● EXERCISE DATA
------------------------

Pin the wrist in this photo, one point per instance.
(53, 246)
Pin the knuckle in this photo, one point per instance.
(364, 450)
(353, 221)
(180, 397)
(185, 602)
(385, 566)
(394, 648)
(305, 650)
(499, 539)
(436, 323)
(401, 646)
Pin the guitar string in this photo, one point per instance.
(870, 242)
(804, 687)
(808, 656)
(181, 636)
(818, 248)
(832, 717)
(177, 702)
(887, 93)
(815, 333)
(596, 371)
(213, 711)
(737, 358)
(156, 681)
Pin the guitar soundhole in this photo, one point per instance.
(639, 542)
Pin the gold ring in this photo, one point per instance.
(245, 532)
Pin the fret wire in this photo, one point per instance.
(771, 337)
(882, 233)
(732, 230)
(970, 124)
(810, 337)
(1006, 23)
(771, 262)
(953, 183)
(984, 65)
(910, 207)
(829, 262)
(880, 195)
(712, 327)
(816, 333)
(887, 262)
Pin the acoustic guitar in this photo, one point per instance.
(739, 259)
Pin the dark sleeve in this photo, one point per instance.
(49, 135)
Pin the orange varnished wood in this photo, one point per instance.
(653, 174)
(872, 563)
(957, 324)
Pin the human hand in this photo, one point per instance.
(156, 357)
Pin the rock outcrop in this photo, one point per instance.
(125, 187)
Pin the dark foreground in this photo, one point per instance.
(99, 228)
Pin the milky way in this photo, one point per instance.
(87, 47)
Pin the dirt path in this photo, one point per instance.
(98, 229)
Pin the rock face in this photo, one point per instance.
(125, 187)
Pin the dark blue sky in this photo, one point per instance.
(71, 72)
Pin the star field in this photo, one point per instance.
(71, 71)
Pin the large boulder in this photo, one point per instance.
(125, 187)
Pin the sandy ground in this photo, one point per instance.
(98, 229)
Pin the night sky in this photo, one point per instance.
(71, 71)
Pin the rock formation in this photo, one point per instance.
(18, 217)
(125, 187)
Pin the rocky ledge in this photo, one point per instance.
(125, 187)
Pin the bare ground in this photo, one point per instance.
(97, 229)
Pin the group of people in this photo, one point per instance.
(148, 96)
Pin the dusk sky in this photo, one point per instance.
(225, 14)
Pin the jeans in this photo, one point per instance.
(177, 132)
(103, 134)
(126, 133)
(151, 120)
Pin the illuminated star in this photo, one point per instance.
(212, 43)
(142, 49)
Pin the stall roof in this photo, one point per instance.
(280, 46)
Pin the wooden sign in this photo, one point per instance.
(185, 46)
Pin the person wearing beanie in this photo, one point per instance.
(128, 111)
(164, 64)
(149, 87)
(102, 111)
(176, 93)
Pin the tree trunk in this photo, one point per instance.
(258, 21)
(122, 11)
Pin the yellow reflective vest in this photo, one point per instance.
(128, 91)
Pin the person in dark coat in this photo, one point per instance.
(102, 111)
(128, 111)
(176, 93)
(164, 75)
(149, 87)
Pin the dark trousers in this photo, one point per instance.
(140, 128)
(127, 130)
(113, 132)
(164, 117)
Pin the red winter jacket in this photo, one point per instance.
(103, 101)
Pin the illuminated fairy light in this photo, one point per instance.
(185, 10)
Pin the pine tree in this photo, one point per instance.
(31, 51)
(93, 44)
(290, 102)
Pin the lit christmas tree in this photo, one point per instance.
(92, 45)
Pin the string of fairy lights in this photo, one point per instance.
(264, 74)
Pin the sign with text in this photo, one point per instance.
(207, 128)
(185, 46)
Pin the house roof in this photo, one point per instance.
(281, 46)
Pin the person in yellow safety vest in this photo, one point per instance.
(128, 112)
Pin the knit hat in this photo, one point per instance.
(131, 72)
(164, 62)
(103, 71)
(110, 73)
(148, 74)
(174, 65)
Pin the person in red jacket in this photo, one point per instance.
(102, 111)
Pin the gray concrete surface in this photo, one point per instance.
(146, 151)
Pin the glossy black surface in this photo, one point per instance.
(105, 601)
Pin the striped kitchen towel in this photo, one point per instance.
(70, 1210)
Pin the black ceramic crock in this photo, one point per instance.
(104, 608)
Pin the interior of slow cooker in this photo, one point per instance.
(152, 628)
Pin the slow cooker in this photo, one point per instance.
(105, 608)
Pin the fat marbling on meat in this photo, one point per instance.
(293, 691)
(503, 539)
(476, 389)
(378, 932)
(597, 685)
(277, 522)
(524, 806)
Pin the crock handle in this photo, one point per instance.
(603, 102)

------------------------

● ACTIVITY
The listing must be repeated in full, with nothing altered.

● RESPONSE TO THIS EXERCISE
Pin the wrist in this photo, one point per instance.
(53, 246)
Pin the knuckle in this photo, one point per instance.
(364, 450)
(353, 221)
(180, 397)
(185, 602)
(385, 566)
(394, 648)
(305, 650)
(499, 539)
(436, 323)
(401, 646)
Pin the guitar string in this photo, one point per instance.
(870, 242)
(804, 687)
(808, 656)
(181, 636)
(818, 248)
(832, 717)
(177, 702)
(887, 93)
(815, 333)
(596, 371)
(213, 711)
(737, 358)
(156, 681)
Pin the guitar soundhole in this photo, one point per instance.
(639, 542)
Pin the gold ring in this photo, one point per instance.
(245, 532)
Pin the fret wire in this photo, one point per instance.
(771, 337)
(882, 233)
(732, 230)
(970, 124)
(810, 337)
(1006, 23)
(771, 262)
(953, 183)
(984, 65)
(910, 207)
(829, 262)
(880, 195)
(712, 327)
(816, 333)
(887, 262)
Pin the acoustic guitar in this photo, one point per instance.
(739, 259)
Pin the dark sleeve in this photo, one point per instance.
(49, 135)
Pin the orange varnished wood in this photo, one point per instance.
(653, 174)
(872, 563)
(957, 324)
Pin the human hand in this photo, one point per instance.
(156, 357)
Pin the rock outcrop in this photo, one point per instance.
(125, 187)
Pin the dark foreground in this photo, one point per instance.
(99, 228)
Pin the milky way in this photo, one point per instance.
(87, 47)
Pin the dirt path in this photo, one point per instance.
(98, 229)
Pin the rock face in this photo, one point per instance.
(125, 187)
Pin the dark blue sky in this photo, one point per instance.
(71, 72)
Pin the star field in this photo, one point per instance.
(71, 71)
Pin the large boulder in this photo, one point per instance.
(125, 187)
Pin the sandy ground in this photo, one point per instance.
(98, 229)
Pin the night sky in this photo, one point per instance.
(71, 71)
Pin the rock formation in this photo, one point per instance.
(18, 217)
(125, 187)
Pin the rocky ledge in this photo, one point per instance.
(125, 187)
Pin the bare ground in this photo, one point per instance.
(97, 229)
Pin the group of people in this photo, one point per instance.
(148, 96)
Pin the dusk sky in this photo, one point per instance.
(225, 14)
Pin the jeans in this photo, one point per instance.
(177, 132)
(103, 134)
(126, 133)
(151, 120)
Pin the illuminated star in this photo, one point per instance.
(212, 43)
(142, 49)
Pin the stall roof in this photo, one point per instance.
(280, 46)
Pin the wooden sign in this photo, one point per instance.
(185, 46)
Pin the person wearing beanie in this photo, one point per instance.
(128, 111)
(164, 64)
(149, 87)
(102, 111)
(176, 93)
Pin the tree trunk in this photo, one point per instance.
(258, 21)
(122, 11)
Pin the yellow reflective vest in this photo, one point per instance.
(128, 91)
Pin the person in dark coat in this photo, one point per instance.
(102, 111)
(128, 111)
(176, 93)
(164, 75)
(149, 87)
Pin the dark trousers in this photo, one point per instance.
(140, 128)
(127, 130)
(113, 132)
(164, 117)
Pin the red winter jacket in this photo, one point per instance.
(103, 101)
Pin the illuminated fairy light in this photo, one point per instance.
(185, 10)
Pin the pine tree in this photo, one point per instance.
(31, 51)
(93, 44)
(290, 102)
Pin the lit christmas tree in this photo, one point per instance.
(92, 45)
Pin the string of fairy lights in this photo, one point per instance.
(264, 74)
Pin the sign with text in this photo, one point per instance.
(207, 128)
(185, 46)
Pin the house roof in this photo, one point per instance.
(281, 46)
Pin the person in yellow safety vest in this photo, one point per instance.
(128, 112)
Pin the knit hat in this photo, one point per instance.
(131, 72)
(164, 62)
(103, 71)
(110, 73)
(148, 74)
(174, 65)
Pin the person in red jacket in this photo, one point per instance.
(102, 111)
Pin the gray concrete surface in this photo, one point per instance.
(146, 151)
Pin the glossy black surface in this photo, one point per instance.
(105, 601)
Pin the striped kitchen towel in this photo, one point per instance.
(70, 1210)
Pin the black ceramic crock in this photo, one point per instance.
(104, 608)
Pin the interior of slow cooker in this photo, one point per instance.
(152, 628)
Pin the slow cooker in this photo, one point per instance.
(105, 608)
Pin the fat marbling on meat in this photo, one point per instance.
(293, 691)
(503, 539)
(476, 389)
(378, 932)
(597, 685)
(277, 522)
(524, 806)
Pin the crock handle in this photo, one point per instance.
(603, 102)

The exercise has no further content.